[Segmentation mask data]
[Start of section]

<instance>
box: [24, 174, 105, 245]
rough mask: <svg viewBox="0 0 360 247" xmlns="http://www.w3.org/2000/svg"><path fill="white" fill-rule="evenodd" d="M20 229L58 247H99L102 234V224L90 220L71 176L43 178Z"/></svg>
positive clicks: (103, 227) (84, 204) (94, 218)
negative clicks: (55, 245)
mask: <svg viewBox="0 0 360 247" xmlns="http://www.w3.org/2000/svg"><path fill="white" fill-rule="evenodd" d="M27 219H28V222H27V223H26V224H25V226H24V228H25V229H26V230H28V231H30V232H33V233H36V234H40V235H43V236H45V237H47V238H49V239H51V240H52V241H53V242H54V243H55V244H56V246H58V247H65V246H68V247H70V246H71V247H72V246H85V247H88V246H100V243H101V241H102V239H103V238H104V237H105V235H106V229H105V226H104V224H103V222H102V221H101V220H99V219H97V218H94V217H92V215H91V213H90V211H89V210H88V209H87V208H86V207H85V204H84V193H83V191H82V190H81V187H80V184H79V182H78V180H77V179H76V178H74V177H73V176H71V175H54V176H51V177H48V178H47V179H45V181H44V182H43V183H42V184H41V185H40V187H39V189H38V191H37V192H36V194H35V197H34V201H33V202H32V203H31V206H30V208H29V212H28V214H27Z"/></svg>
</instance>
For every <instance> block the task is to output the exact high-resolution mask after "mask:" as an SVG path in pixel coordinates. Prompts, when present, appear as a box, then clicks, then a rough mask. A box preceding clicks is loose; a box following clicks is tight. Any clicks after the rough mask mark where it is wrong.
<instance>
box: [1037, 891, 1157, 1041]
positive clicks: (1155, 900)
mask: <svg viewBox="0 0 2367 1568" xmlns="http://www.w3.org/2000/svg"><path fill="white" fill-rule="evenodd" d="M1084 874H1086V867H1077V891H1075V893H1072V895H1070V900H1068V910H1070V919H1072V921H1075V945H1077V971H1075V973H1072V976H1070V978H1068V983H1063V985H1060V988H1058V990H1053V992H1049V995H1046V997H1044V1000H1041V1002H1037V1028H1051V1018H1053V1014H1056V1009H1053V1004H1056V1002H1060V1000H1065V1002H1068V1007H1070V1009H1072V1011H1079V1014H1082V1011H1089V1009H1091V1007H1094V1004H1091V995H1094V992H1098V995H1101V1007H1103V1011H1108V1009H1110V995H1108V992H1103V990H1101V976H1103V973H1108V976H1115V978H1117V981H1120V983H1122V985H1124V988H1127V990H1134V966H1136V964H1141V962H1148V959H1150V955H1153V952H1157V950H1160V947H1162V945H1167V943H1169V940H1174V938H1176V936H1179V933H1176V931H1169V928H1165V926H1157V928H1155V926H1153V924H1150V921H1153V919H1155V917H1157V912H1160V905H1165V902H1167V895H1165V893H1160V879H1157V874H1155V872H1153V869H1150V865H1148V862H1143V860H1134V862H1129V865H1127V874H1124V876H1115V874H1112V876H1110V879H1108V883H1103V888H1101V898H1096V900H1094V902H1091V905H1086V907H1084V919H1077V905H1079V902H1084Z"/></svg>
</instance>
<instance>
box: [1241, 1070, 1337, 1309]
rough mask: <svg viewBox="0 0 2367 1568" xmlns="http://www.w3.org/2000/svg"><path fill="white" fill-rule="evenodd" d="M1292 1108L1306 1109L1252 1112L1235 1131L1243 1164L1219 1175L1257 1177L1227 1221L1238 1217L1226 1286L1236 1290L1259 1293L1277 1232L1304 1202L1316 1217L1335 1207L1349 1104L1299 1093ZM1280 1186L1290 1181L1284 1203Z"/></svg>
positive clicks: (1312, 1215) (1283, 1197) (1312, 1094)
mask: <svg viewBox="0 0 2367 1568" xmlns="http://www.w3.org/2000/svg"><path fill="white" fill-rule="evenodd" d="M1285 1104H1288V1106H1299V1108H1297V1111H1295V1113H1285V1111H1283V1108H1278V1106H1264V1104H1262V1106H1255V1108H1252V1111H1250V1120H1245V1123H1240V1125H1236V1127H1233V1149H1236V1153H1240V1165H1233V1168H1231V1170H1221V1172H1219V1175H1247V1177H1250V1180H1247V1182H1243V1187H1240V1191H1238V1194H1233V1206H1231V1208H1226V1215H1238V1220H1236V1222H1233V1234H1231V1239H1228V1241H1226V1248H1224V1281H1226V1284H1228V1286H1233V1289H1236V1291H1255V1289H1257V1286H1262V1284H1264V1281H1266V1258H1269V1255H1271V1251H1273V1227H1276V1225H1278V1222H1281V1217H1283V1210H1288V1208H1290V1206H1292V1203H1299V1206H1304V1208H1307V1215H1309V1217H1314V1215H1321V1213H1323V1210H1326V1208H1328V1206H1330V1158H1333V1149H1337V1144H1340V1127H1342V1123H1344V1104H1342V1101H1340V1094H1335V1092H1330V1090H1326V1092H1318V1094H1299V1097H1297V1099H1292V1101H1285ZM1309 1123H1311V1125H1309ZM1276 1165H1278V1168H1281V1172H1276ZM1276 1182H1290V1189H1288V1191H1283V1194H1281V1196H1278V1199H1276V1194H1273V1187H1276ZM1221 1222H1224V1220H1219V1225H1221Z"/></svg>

[End of section]

Quote in full each line from the top of the records above through the line with "positive clicks: (103, 227)"; stop after that line.

<instance>
box: [24, 174, 105, 245]
rough mask: <svg viewBox="0 0 360 247" xmlns="http://www.w3.org/2000/svg"><path fill="white" fill-rule="evenodd" d="M20 229L58 247H99L102 234V224L90 220L71 176L43 178Z"/></svg>
positive clicks: (103, 227) (84, 204) (94, 218)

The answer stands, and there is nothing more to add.